### PASSAGE SHOWN
--- Begin ---

Re: [HACKERS] Re: pgsql: Avoid extra locks in GetSnapshotData if old_snapshot_threshold <

From: Kevin Grittner <kgrittn(at)gmail(dot)com>
To: Robert Haas <robertmhaas(at)gmail(dot)com>
Cc: Andres Freund <andres(at)anarazel(dot)de>, Ants Aasma <ants(dot)aasma(at)eesti(dot)ee>, Amit Kapila <amit(dot)kapila16(at)gmail(dot)com>, Noah Misch <noah(at)leadboat(dot)com>, Kevin Grittner <kgrittn(at)postgresql(dot)org>, "pgsql-hackers(at)postgresql(dot)org" <pgsql-hackers(at)postgresql(dot)org>, "pgsql-committers(at)postgresql(dot)org" <pgsql-committers(at)postgresql(dot)org>
Subject: Re: [HACKERS] Re: pgsql: Avoid extra locks in GetSnapshotData if old_snapshot_threshold <
Date: 2016-06-15 17:44:34
Message-ID: CACjxUsPUY1j9u+i74G35WWrBscv8S87xx8v0-jE0=ZStRWpzDA@mail.gmail.com
Views: Raw Message | Whole Thread | Download mbox | Resend email
Thread:
Lists: pgsql-committers pgsql-hackers

On Wed, Jun 15, 2016 at 10:46 AM, Robert Haas <robertmhaas(at)gmail(dot)com> wrote:
> On Sat, Jun 11, 2016 at 11:29 AM, Kevin Grittner <kgrittn(at)gmail(dot)com> wrote:
>> I have reviewed the code and run tests to try to find something
>> here which could be considered a bug, without finding any problem.
>> When reading pages for the random sample for ANALYZE (or
>> auto-analyze) there is not an age check; so ANALYZE completes
>> without error, keeping statistics up-to-date.
>>
>> There really is no difference in behavior except in the case that:
>>
>> (1) old_snapshot_threshold >= 0 to enable the "snapshot too old"
>> feature, and
>> (2) there were tuples that were dead as the result of completed
>> transactions, and
>> (3) those tuples became older than the threshold, and
>> (4) those tuples were pruned or vacuumed away, and
>> (5) an ANALYZE process would have read those dead tuples had they
>> not been removed.

--- End ---

Dataset excerpt:
--- Begin ---

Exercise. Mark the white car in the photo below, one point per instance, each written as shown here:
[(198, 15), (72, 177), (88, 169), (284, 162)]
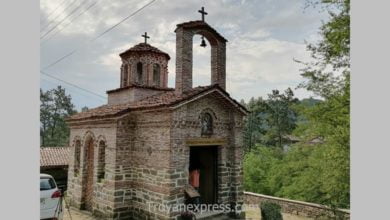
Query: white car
[(51, 198)]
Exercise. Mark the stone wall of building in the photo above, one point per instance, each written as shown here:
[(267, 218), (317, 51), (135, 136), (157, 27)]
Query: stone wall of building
[(184, 55), (294, 207), (103, 196), (129, 69), (142, 165), (147, 159), (130, 95), (186, 125)]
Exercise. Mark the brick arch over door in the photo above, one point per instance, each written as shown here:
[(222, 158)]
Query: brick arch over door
[(88, 170), (101, 158), (76, 155), (184, 54)]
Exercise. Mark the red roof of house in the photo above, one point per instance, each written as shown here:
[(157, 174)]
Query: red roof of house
[(54, 157), (144, 48), (166, 99)]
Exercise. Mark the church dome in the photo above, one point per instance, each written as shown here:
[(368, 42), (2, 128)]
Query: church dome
[(143, 48)]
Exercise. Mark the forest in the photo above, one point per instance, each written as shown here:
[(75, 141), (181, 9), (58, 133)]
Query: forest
[(299, 149)]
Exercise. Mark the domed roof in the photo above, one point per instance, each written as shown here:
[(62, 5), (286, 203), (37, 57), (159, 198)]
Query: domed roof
[(144, 48)]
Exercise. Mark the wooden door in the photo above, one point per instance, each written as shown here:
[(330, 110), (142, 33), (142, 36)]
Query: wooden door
[(206, 157), (89, 179)]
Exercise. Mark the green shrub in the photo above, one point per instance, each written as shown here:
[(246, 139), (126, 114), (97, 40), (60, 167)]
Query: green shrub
[(270, 211)]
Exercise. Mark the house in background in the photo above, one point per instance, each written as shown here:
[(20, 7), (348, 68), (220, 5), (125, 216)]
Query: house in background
[(54, 161)]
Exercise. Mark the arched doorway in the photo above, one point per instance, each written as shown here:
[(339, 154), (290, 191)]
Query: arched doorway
[(89, 167)]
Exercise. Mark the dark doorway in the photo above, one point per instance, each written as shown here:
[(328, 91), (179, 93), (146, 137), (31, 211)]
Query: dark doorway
[(204, 158), (89, 179)]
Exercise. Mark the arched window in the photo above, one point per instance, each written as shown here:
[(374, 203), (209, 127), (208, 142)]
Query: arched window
[(156, 74), (139, 73), (101, 161), (207, 124), (77, 150)]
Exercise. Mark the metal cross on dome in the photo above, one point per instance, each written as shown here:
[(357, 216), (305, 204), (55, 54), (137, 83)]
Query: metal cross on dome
[(146, 37), (203, 12)]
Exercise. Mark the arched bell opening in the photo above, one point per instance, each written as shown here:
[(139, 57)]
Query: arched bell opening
[(201, 66)]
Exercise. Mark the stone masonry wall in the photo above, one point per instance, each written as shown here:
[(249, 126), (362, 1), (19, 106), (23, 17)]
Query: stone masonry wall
[(142, 165), (186, 125), (294, 207), (103, 196), (129, 69), (184, 57), (130, 95)]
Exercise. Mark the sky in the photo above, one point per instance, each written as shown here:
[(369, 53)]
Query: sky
[(264, 37)]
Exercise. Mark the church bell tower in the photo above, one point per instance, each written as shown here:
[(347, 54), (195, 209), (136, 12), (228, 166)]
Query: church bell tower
[(184, 54)]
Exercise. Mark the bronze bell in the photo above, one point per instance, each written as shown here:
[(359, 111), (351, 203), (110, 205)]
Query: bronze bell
[(203, 43)]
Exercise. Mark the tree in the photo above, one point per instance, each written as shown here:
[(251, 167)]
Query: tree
[(255, 125), (329, 77), (281, 117), (55, 107)]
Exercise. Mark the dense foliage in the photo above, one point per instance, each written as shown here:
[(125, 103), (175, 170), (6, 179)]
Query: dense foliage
[(310, 171), (55, 107), (270, 211)]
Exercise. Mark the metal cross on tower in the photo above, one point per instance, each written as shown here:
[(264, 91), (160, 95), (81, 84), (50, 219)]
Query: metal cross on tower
[(203, 13), (146, 37)]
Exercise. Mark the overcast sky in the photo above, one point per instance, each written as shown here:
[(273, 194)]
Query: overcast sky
[(264, 36)]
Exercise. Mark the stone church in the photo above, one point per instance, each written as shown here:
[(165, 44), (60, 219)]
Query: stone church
[(135, 152)]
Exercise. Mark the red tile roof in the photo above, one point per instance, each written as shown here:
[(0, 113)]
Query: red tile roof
[(165, 99), (54, 157), (144, 48)]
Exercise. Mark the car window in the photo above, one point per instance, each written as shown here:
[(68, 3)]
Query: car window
[(47, 184)]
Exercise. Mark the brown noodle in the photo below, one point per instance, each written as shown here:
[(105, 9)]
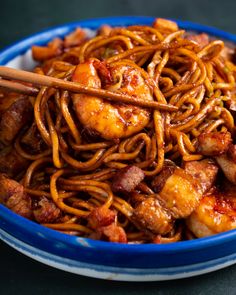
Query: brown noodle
[(77, 173)]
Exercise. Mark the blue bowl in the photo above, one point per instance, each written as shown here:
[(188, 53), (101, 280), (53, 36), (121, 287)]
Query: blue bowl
[(103, 259)]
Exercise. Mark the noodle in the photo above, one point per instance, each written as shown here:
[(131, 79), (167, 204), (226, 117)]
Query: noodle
[(76, 165)]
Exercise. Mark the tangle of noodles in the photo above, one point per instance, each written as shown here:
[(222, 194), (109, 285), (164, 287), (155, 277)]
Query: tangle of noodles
[(76, 164)]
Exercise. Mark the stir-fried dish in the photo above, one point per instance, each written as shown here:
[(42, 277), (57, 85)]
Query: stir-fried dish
[(119, 172)]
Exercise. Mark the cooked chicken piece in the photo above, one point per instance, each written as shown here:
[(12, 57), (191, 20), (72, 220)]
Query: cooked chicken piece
[(201, 39), (150, 215), (214, 143), (126, 179), (165, 25), (46, 211), (180, 194), (204, 172), (12, 195), (11, 163), (14, 118), (216, 213), (115, 120)]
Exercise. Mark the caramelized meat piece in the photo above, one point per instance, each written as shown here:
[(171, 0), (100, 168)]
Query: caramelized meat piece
[(228, 166), (214, 143), (46, 211), (100, 217), (165, 25), (201, 39), (53, 49), (127, 179), (11, 163), (32, 139), (204, 172), (231, 152), (150, 215), (160, 180), (75, 38), (14, 118), (180, 194), (12, 195), (113, 233)]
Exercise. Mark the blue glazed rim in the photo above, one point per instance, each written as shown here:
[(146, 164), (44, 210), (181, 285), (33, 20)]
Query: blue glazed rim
[(28, 226)]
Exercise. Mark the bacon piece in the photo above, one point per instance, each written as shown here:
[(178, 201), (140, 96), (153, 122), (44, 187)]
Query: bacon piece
[(14, 118), (160, 180), (150, 215), (228, 166), (100, 217), (231, 152), (214, 143), (32, 139), (126, 179), (12, 195), (204, 172), (46, 211)]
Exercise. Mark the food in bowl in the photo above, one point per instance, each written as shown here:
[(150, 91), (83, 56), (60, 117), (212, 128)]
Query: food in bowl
[(157, 171)]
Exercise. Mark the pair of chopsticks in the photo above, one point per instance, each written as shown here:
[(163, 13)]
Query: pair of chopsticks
[(42, 80)]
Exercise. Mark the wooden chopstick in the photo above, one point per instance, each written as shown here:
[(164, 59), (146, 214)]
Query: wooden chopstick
[(42, 80), (18, 87)]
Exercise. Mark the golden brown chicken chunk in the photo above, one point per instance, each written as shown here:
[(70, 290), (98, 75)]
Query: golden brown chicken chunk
[(204, 172), (179, 194), (111, 121), (150, 215)]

--- End ---

### SHORT EXERCISE 1
Decide whether each statement agrees with the mailing-list message, answering yes or no and quoting the words from the message that decide it: (a) When ANALYZE reads pages for its random sample, there is no age check. (b) The review and tests found a problem that could be considered a bug. (c) One of the listed conditions is that old_snapshot_threshold is set below 0.
### SHORT EXERCISE 2
Repeat word for word the part of the mailing-list message that begins at the words "On Wed, Jun" and stops after the words "keeping statistics up-to-date.".

### FINAL ANSWER 1
(a) Yes: "there is not an age check"
(b) No: "without finding any problem"
(c) No: "old_snapshot_threshold >= 0"

### FINAL ANSWER 2
On Wed, Jun 15, 2016 at 10:46 AM, Robert Haas <robertmhaas(at)gmail(dot)com> wrote:
> On Sat, Jun 11, 2016 at 11:29 AM, Kevin Grittner <kgrittn(at)gmail(dot)com> wrote:
>> I have reviewed the code and run tests to try to find something
>> here which could be considered a bug, without finding any problem.
>> When reading pages for the random sample for ANALYZE (or
>> auto-analyze) there is not an age check; so ANALYZE completes
>> without error, keeping statistics up-to-date.